## SHORT TASK
Pull out each line of the listing below that contains the string "shirt", and copy those lines unchanged.

## EXCERPTED RECORDS
··········

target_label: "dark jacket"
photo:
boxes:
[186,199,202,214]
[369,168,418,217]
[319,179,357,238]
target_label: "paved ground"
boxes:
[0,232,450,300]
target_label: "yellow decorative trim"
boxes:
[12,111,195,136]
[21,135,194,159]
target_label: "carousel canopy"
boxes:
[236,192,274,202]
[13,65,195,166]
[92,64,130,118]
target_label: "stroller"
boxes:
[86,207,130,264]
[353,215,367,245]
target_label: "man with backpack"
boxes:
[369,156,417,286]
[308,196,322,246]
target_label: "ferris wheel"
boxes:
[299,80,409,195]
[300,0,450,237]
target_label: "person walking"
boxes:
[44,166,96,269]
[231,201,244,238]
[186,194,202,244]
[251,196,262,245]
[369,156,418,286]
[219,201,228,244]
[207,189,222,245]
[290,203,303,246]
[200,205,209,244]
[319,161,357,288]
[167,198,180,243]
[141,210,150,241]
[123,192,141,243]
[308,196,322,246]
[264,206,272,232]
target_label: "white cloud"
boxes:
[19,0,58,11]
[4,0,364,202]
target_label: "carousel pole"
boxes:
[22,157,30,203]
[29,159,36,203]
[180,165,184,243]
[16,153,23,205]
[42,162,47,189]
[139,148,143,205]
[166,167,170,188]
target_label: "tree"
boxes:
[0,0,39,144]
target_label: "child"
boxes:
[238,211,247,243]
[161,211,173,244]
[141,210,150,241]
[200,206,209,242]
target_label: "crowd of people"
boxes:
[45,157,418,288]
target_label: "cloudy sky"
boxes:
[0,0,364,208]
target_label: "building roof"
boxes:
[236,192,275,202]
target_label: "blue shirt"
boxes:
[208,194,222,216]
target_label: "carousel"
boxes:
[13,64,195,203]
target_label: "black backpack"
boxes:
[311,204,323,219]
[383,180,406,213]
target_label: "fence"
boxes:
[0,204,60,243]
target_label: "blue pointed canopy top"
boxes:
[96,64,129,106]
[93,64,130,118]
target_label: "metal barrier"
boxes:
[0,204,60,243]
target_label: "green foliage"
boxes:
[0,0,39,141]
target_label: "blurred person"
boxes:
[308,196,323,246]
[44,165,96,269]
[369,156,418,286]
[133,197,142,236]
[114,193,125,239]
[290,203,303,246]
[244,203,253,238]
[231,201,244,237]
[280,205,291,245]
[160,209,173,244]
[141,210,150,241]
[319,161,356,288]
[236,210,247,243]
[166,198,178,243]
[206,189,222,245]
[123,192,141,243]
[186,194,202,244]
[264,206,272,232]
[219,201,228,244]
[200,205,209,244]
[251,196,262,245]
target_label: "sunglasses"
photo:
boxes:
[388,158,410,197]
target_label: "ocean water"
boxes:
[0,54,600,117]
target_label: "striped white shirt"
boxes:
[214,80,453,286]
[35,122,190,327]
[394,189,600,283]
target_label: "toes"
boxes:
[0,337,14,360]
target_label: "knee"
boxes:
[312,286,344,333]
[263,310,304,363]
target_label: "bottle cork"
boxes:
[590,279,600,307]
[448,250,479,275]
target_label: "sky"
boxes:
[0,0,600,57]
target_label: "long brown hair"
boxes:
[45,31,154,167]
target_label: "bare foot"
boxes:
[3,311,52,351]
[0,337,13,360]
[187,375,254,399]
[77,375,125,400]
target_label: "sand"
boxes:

··········

## TASK RESPONSE
target_label: "blue shirt"
target_label: "striped white shirt"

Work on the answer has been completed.